### Text:
+ + + +
Kalu Rinpoche visited France in 1971, 1972 and 1974 and in 1976 led the first traditional three-year retreat for Westerners. An estimated sixty percent of the centers and monasteries in France are affiliated with the Kagyu school. The Dalai Lama visited France in 1982.

There are about twenty retreat centres representing all the different schools, as well as many town-based dharma centres under the direction of Tibetan Buddhist teachers. Dhagpo Kundreul Ling in Auvergne is said to be the biggest Buddhist monastery outside Asia.

Until the mid-1990s, there were only a few dozen ordained French monks and nuns. There are now at least 300, most of them trained at one the two monasteries in Auvergne.

A prominent French monk in the Tibetan Buddhist tradition is Matthieu Ricard, a longtime student of Dilgo Khyenste Rinpoche. The son of philosopher Jean-Francois Revel, Ricard has published books on Buddhism.

==Media and national interest==
"Wisdom of Buddhism", a weekly French TV program, draws about 250,000 viewers, according to the Buddhist Union of France.

Philosopher Luc Ferry, appointed Minister of Youth and Education in 2002, published an article in Le Point magazine in which he asked, "Why this Buddhist wave? And why particularly in France, a very Catholic country in the past? ... In this time of de-Christianization, Buddhism has furnished to the West a rich and interesting alternative."
+ + + +
### Entries supplied:
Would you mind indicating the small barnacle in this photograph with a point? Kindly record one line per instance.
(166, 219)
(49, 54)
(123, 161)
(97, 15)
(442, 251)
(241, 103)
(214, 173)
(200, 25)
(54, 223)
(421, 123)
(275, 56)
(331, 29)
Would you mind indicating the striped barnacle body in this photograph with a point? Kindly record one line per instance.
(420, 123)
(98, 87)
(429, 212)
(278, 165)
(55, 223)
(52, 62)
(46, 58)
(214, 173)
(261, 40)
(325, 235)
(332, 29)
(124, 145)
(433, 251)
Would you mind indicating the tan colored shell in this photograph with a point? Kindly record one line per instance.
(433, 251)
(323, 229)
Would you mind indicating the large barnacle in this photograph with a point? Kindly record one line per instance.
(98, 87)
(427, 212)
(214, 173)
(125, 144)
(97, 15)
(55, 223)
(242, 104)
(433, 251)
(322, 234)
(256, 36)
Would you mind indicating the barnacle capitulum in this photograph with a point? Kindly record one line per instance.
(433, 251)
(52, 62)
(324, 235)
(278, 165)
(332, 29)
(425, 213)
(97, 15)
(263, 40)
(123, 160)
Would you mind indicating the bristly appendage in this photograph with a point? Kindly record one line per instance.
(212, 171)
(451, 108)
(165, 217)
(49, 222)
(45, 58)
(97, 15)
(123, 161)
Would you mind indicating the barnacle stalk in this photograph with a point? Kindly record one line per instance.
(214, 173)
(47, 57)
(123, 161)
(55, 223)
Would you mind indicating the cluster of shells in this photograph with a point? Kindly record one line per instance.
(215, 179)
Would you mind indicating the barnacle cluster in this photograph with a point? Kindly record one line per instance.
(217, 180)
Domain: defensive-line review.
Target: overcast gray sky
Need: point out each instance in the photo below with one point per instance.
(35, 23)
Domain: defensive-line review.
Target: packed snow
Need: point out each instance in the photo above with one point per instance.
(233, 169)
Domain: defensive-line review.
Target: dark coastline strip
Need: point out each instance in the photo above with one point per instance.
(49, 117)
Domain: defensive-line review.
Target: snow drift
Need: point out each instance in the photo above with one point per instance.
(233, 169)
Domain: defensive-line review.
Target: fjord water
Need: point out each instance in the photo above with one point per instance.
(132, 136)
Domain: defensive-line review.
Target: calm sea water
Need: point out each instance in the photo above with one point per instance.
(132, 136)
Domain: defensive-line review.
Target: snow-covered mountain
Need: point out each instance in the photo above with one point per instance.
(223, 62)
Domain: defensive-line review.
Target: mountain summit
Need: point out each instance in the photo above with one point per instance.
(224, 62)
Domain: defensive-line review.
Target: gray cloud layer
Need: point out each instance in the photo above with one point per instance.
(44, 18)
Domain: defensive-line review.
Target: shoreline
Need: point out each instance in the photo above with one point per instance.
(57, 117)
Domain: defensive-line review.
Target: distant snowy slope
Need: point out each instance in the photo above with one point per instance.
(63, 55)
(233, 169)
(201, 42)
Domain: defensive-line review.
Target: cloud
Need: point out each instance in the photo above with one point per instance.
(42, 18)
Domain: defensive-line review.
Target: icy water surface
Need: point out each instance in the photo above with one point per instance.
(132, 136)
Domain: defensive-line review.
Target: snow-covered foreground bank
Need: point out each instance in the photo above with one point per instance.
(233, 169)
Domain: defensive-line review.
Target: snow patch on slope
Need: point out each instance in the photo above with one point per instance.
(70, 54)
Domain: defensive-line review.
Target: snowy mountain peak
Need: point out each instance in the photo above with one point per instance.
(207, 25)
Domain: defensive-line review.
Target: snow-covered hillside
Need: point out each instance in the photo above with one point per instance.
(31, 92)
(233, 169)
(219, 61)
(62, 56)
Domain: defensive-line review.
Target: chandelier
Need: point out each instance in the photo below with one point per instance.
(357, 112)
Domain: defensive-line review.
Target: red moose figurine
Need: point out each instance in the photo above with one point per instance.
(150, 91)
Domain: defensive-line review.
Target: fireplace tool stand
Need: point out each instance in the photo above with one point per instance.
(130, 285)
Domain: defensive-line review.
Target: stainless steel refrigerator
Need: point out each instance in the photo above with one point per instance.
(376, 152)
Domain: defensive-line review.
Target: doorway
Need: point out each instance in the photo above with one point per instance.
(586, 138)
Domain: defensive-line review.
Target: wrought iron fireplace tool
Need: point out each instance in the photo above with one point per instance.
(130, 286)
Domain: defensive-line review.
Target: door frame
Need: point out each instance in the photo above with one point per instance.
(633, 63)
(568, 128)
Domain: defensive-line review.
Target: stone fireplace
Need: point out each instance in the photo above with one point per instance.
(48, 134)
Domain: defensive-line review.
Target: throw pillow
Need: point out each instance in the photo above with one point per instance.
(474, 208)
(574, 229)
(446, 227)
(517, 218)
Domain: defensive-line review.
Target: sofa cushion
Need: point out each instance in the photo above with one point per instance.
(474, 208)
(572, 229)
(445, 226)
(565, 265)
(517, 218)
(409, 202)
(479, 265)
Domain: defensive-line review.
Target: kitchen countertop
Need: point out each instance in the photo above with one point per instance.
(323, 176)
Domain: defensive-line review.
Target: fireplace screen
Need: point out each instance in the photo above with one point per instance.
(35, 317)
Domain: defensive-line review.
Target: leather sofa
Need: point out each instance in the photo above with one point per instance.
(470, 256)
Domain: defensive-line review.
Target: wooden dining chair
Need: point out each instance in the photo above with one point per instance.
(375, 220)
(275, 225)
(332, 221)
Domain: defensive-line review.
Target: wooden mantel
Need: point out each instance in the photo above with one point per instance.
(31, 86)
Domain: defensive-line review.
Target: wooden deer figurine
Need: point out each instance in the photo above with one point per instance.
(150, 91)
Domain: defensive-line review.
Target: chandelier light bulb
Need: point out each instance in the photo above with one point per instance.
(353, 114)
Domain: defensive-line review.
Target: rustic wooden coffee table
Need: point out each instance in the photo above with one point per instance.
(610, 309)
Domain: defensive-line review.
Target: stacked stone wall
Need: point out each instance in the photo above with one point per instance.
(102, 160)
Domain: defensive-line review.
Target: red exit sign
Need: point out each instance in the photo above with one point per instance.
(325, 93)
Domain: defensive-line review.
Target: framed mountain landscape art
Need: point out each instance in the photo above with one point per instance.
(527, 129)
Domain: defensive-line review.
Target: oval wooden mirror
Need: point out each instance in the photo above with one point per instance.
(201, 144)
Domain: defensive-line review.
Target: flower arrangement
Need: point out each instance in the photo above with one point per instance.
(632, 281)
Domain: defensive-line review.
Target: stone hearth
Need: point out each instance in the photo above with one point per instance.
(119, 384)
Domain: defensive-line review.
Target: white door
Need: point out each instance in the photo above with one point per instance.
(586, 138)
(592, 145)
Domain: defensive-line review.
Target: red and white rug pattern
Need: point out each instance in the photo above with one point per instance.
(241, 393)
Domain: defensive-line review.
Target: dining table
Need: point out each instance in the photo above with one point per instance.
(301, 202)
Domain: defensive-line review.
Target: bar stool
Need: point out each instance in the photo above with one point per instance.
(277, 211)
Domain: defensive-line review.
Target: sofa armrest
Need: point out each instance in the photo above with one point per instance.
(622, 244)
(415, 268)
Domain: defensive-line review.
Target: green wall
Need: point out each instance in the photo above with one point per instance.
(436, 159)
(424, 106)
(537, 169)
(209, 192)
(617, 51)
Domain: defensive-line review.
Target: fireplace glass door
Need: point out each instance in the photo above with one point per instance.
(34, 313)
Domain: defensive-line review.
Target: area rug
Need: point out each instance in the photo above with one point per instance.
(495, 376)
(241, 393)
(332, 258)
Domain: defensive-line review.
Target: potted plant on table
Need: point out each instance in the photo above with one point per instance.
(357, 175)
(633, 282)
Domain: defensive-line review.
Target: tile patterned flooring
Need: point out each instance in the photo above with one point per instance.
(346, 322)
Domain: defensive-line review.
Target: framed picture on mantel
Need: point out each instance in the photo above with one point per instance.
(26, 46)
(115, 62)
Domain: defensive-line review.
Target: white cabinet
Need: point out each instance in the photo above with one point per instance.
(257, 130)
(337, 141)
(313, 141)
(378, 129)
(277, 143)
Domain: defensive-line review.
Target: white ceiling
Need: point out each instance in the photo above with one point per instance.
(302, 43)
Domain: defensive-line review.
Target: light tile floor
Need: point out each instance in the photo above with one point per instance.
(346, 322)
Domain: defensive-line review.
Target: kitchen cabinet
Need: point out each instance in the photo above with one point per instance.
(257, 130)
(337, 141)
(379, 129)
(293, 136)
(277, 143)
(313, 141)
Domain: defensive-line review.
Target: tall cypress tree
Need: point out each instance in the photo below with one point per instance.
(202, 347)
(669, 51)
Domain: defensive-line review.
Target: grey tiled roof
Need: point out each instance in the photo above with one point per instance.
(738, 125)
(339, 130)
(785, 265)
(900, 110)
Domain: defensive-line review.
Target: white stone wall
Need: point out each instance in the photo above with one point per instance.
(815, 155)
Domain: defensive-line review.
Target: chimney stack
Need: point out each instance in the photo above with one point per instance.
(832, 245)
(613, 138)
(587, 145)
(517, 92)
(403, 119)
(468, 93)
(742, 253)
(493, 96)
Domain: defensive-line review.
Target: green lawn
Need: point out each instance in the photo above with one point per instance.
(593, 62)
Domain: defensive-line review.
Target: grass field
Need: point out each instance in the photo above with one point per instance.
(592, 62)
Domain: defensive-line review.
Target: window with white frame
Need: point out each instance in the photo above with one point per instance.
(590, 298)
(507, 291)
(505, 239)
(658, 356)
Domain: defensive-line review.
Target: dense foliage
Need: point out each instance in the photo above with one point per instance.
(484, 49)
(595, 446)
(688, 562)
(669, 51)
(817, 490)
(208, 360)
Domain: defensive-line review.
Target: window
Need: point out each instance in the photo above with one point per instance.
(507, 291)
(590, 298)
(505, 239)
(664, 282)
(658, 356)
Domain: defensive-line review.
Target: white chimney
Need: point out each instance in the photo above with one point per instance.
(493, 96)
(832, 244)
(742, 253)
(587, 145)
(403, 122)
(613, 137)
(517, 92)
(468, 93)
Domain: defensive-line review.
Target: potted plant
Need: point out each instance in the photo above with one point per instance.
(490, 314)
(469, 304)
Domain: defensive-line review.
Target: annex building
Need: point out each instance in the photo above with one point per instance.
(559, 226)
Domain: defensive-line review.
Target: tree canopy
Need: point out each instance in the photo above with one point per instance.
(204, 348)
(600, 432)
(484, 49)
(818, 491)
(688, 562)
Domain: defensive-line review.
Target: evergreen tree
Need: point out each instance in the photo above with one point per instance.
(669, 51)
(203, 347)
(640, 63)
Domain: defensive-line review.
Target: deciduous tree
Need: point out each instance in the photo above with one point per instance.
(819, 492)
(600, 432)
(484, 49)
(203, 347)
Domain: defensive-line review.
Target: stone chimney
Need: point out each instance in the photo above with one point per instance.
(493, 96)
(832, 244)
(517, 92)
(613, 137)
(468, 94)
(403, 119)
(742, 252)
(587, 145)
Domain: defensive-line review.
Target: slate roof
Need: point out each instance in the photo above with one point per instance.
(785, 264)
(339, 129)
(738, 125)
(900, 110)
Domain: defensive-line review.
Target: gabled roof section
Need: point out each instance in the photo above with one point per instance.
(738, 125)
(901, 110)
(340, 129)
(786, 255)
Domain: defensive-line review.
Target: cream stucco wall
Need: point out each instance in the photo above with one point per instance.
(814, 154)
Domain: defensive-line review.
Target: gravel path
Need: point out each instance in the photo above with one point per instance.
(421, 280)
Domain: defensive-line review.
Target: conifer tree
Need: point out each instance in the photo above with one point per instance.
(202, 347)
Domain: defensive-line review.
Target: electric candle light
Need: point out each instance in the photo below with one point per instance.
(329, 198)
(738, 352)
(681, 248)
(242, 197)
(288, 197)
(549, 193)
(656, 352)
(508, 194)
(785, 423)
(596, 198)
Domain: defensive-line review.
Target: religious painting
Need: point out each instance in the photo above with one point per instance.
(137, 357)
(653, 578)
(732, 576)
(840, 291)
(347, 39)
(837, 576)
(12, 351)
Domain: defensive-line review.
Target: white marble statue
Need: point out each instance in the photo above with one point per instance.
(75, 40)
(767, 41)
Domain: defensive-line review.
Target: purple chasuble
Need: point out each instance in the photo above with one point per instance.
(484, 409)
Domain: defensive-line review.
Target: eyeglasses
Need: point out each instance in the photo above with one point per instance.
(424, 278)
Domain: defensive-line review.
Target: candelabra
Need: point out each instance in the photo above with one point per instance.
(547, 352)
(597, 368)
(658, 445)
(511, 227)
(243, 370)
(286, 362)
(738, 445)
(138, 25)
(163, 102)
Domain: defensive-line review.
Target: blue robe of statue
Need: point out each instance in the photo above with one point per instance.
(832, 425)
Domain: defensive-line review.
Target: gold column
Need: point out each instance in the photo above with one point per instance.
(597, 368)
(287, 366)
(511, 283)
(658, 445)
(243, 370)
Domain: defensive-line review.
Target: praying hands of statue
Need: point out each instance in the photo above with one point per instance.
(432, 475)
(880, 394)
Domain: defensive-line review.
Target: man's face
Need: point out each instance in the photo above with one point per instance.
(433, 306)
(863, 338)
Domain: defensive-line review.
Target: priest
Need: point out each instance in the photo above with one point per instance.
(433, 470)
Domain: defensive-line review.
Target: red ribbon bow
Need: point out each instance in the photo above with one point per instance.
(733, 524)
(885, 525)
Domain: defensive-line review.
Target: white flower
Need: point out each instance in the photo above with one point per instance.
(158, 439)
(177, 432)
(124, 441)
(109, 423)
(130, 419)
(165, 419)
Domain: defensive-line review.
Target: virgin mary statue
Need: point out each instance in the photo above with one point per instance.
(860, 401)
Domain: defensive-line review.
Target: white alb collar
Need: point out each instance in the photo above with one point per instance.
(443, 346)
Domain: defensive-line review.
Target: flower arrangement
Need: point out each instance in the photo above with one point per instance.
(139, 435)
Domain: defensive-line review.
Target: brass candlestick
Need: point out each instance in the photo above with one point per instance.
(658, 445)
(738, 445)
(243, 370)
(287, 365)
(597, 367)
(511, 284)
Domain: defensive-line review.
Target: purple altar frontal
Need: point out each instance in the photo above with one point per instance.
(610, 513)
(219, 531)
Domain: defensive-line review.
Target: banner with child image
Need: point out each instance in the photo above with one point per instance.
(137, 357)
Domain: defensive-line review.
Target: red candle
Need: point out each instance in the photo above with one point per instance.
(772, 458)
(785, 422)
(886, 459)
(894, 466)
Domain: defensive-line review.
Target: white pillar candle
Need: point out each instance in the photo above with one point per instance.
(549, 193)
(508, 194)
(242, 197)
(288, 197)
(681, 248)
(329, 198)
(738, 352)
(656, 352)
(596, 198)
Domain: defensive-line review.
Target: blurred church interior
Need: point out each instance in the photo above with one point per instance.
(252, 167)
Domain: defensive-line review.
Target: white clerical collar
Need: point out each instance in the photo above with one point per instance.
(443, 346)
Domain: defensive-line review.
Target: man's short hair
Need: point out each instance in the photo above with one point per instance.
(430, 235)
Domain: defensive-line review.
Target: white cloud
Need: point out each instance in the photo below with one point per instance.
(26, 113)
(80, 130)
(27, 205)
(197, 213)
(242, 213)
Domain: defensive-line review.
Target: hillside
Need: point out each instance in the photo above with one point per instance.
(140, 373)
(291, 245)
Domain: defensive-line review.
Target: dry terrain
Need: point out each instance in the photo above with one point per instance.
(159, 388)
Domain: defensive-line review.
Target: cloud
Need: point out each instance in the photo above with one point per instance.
+ + + +
### Activity:
Answer these questions from the text on Buddhism in France:
1. In what year did the Dalai Lama visit France?
2. Which monastery in Auvergne is said to be the biggest Buddhist monastery outside Asia?
3. According to the Buddhist Union of France, about how many viewers does the weekly TV program "Wisdom of Buddhism" draw?

### Exercise output:
1. 1982
2. Dhagpo Kundreul Ling
3. About 250,000